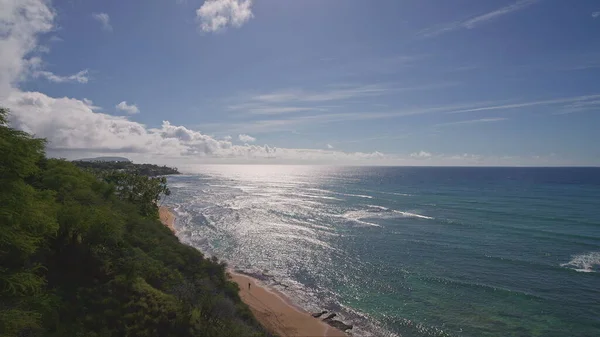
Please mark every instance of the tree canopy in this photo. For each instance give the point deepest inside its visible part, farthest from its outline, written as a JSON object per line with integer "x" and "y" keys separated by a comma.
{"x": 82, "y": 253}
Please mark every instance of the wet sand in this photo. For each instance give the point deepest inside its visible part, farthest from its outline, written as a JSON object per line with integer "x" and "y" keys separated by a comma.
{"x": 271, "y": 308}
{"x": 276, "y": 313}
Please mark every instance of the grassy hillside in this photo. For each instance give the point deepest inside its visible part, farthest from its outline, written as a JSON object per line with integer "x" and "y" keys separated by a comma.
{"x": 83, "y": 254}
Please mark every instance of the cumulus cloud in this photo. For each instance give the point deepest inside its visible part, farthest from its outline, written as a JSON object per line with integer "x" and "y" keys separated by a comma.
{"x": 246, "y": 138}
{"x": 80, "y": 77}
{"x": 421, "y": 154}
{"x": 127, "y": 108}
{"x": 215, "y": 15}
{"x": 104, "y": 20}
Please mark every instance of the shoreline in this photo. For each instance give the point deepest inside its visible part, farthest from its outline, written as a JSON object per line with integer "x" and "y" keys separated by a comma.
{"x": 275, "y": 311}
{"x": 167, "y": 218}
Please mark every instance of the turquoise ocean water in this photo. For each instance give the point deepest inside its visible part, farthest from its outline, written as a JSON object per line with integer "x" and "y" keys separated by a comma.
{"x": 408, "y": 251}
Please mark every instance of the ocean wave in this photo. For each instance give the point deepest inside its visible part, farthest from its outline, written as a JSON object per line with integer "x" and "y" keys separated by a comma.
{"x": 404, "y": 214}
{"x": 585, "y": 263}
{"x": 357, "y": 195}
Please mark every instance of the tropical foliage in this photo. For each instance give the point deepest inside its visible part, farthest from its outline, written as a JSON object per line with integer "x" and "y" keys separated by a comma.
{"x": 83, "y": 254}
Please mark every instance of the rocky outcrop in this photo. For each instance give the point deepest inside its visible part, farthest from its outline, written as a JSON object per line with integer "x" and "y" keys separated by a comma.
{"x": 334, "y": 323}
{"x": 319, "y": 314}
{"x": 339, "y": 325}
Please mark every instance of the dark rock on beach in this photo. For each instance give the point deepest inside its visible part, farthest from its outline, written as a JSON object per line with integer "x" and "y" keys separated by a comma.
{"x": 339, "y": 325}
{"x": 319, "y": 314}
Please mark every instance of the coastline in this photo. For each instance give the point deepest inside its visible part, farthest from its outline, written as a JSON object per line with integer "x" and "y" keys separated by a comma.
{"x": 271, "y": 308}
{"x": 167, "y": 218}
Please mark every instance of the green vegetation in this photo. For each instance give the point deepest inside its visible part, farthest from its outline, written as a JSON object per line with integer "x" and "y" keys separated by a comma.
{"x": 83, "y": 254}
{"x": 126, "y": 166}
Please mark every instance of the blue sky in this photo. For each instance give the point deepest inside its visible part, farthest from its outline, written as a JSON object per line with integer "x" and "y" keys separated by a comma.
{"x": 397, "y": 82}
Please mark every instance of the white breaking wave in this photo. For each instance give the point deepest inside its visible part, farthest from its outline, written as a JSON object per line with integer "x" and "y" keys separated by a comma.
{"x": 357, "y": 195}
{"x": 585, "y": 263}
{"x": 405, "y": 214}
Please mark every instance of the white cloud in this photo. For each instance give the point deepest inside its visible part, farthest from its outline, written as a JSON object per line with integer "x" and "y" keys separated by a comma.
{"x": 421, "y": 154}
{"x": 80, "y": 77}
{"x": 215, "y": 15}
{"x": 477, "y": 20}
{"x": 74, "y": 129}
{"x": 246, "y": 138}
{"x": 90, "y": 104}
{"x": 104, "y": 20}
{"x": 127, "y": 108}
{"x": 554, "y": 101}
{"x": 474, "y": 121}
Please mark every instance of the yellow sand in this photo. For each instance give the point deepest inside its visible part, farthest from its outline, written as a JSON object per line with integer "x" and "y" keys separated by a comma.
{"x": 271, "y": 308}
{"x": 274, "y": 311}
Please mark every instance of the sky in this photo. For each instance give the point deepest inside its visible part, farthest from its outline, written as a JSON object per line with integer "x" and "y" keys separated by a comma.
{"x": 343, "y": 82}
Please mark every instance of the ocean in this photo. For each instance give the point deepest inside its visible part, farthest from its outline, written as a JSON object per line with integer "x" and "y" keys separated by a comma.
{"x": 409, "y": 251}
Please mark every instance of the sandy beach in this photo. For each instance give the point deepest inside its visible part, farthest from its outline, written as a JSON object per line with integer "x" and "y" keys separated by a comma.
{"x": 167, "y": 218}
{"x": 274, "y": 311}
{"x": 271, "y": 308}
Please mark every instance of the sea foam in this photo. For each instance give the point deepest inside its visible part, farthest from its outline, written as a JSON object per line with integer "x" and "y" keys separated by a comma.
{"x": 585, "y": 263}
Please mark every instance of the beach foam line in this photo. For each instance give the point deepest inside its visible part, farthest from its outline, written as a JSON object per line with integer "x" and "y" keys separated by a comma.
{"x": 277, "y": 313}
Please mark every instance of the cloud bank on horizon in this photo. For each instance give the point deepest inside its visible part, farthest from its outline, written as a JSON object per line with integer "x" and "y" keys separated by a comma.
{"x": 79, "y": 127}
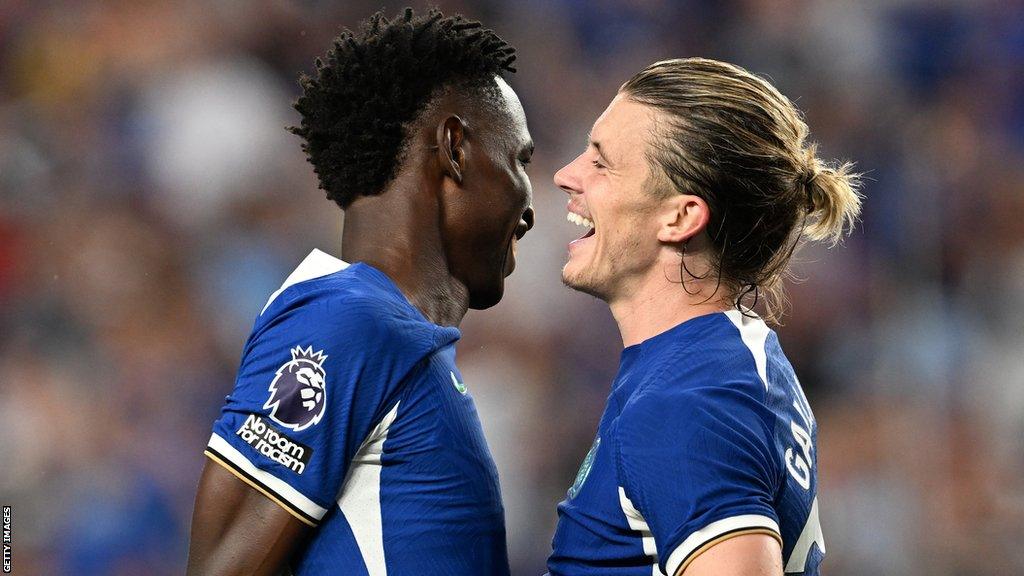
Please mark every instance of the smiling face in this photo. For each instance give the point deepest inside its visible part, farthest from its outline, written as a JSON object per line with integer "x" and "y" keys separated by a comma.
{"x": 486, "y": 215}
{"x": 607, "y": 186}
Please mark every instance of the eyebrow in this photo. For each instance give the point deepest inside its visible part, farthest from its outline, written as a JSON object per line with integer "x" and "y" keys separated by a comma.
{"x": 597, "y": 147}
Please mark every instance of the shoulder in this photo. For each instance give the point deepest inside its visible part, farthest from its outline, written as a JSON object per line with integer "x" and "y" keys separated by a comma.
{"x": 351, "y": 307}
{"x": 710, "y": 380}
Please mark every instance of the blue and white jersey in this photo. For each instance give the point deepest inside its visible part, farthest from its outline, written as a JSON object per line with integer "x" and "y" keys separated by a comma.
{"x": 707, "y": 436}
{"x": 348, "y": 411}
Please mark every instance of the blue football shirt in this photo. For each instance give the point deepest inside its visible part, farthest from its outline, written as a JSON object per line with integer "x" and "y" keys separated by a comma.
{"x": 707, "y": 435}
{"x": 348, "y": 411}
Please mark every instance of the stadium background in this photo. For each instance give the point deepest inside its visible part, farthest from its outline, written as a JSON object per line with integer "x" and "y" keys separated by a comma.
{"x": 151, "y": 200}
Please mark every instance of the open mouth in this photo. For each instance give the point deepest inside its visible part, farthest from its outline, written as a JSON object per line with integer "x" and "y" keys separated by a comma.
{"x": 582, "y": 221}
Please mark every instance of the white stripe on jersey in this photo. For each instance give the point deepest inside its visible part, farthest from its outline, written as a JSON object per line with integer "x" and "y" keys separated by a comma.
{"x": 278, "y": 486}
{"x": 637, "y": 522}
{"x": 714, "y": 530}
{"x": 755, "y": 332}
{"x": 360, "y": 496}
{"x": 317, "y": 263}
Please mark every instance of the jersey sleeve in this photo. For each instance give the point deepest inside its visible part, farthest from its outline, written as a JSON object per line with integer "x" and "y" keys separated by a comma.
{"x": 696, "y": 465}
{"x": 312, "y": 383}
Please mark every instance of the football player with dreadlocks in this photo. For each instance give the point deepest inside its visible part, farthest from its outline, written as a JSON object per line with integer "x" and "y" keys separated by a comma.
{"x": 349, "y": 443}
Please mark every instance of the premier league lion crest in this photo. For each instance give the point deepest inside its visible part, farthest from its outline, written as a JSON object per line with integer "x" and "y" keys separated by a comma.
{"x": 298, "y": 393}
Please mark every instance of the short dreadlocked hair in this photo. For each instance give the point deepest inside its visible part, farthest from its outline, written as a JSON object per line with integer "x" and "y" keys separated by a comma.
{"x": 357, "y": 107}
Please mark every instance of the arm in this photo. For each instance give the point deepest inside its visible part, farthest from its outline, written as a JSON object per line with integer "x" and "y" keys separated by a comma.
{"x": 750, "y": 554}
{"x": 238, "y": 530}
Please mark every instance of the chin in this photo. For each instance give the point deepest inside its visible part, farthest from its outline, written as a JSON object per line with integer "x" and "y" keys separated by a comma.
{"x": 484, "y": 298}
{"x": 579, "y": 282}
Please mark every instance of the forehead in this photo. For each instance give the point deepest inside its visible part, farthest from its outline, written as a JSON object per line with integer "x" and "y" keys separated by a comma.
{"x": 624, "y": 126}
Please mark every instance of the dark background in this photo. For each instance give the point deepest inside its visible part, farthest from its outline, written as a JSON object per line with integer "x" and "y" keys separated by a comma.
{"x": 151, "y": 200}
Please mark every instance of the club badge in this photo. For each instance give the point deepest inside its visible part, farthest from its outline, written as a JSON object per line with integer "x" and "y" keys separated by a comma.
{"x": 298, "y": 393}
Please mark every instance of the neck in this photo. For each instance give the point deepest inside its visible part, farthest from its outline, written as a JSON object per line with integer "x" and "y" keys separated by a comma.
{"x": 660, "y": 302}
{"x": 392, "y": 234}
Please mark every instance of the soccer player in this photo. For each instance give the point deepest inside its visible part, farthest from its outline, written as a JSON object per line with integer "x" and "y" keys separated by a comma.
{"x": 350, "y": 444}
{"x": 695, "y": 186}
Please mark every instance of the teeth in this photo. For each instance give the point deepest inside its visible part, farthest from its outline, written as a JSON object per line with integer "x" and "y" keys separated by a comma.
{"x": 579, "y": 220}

---

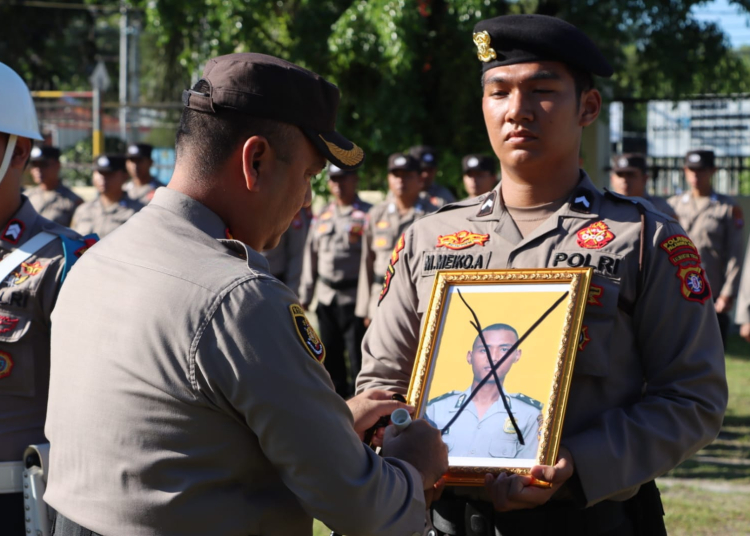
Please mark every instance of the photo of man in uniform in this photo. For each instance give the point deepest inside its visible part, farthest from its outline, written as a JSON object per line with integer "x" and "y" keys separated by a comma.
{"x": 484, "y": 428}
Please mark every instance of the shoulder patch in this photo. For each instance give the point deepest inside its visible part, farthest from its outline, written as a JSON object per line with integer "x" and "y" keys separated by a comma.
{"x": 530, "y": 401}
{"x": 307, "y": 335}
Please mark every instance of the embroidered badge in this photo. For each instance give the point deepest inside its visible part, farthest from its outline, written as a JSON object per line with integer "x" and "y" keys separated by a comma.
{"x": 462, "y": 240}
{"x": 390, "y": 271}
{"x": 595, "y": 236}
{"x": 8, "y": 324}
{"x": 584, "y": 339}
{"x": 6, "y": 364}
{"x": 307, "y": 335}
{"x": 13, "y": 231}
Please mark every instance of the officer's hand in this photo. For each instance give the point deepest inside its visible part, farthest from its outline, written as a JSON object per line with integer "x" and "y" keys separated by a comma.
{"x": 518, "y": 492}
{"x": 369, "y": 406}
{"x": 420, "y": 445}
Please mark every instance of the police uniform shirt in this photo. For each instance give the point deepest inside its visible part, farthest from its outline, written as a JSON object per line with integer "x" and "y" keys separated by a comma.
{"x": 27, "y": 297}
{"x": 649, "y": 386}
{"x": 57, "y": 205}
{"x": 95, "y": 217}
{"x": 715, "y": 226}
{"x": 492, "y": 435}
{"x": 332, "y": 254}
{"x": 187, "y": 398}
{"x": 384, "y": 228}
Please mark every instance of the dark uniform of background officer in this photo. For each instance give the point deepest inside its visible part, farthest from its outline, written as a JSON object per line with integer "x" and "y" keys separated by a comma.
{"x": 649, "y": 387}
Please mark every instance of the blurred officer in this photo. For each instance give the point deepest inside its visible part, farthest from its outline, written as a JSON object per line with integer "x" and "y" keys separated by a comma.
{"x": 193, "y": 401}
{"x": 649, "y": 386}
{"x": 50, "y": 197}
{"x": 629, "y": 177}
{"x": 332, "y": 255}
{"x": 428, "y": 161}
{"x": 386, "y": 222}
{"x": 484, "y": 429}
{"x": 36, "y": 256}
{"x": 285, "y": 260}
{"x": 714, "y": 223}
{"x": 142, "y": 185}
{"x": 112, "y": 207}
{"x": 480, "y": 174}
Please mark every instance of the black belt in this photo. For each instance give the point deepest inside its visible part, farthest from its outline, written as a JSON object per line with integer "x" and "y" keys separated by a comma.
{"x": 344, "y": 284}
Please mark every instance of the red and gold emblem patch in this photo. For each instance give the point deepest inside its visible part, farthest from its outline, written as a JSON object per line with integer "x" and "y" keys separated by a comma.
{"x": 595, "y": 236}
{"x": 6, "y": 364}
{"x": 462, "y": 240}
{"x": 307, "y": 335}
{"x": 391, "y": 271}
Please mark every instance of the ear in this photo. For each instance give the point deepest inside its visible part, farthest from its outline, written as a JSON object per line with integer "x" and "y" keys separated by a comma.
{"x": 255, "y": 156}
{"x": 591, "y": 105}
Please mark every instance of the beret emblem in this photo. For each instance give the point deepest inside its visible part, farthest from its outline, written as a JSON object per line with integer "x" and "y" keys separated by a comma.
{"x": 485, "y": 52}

* * *

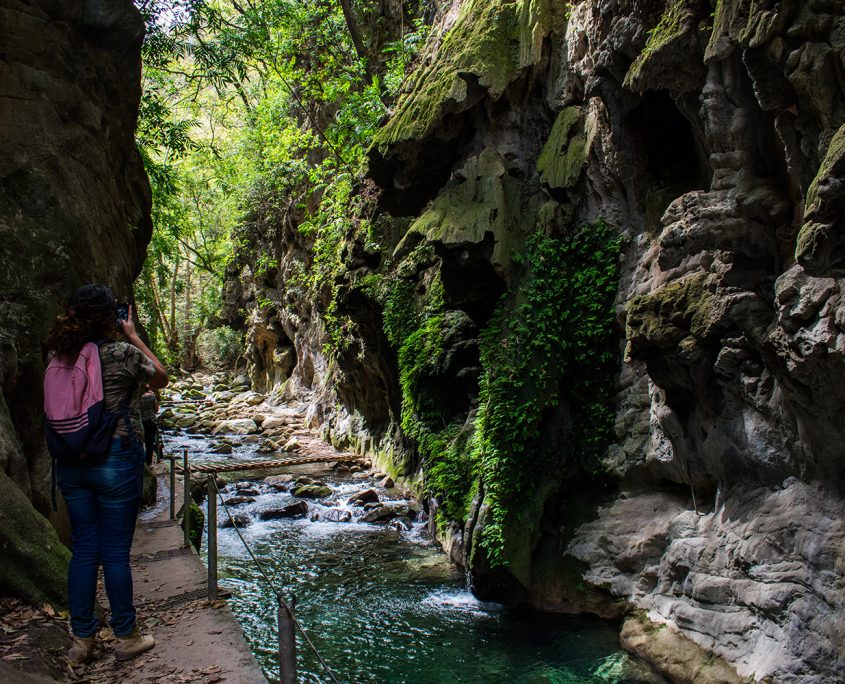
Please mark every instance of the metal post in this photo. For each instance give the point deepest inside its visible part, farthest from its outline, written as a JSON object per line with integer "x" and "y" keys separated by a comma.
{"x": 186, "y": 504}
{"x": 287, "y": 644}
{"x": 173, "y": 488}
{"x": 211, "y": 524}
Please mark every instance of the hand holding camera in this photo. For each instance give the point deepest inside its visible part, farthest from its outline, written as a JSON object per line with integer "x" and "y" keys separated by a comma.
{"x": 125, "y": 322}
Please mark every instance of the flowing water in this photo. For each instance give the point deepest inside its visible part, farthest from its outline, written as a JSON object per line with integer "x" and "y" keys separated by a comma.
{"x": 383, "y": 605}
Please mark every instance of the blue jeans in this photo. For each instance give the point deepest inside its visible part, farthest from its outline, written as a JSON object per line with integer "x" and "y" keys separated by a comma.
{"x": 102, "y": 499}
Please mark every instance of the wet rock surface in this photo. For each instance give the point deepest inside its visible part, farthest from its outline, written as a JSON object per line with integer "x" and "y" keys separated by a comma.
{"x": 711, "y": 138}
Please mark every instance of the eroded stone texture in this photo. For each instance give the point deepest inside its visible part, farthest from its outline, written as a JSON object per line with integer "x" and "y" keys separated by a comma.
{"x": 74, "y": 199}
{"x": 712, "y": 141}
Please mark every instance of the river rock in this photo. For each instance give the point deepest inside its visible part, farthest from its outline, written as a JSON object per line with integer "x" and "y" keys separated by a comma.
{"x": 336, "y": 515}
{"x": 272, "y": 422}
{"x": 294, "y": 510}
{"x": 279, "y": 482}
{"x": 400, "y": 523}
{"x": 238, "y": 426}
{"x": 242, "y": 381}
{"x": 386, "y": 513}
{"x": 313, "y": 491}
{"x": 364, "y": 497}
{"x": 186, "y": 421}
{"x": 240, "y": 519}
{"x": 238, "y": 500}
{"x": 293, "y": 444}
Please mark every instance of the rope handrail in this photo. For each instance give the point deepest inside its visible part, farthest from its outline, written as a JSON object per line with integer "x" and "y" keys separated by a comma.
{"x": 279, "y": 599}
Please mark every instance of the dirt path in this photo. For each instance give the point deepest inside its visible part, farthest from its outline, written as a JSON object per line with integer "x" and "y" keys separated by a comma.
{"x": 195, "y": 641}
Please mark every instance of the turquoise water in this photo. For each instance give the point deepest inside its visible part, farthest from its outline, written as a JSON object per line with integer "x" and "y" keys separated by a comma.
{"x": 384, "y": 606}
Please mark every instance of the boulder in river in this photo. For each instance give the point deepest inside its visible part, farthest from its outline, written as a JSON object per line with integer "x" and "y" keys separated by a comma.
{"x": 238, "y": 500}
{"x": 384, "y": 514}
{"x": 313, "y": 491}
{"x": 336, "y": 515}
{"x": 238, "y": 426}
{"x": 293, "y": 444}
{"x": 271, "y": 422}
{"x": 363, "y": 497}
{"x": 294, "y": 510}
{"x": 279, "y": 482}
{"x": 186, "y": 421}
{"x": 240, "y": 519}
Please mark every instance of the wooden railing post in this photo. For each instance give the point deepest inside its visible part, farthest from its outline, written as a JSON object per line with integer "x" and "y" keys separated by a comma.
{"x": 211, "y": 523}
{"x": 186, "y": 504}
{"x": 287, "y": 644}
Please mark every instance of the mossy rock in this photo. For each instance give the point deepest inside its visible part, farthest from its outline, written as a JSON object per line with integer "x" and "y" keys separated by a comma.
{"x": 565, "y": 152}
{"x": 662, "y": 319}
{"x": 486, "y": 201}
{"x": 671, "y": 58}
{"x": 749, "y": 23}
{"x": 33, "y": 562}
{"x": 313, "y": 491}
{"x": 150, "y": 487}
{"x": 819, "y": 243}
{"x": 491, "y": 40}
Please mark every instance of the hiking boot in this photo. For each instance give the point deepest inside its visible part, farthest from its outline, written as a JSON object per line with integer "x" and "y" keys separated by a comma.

* SHORT TASK: Which lines of the records contain the word "river"? Gather each one and copy it, treating case as significant.

* FULL SOLUTION:
Please mark every instance of the river rock in this photo. For each instance give the point deepest inside its visible part, farthest from its outline, written as a JSON object per line with integer "x" and "y" keys separated by a comma.
Please mark every instance of the boulder in river in this photo. For each instance give the point deepest inside its visible part, farthest from its outline, written as a JSON object per line with integer "x" and "y" keys separated by a comma.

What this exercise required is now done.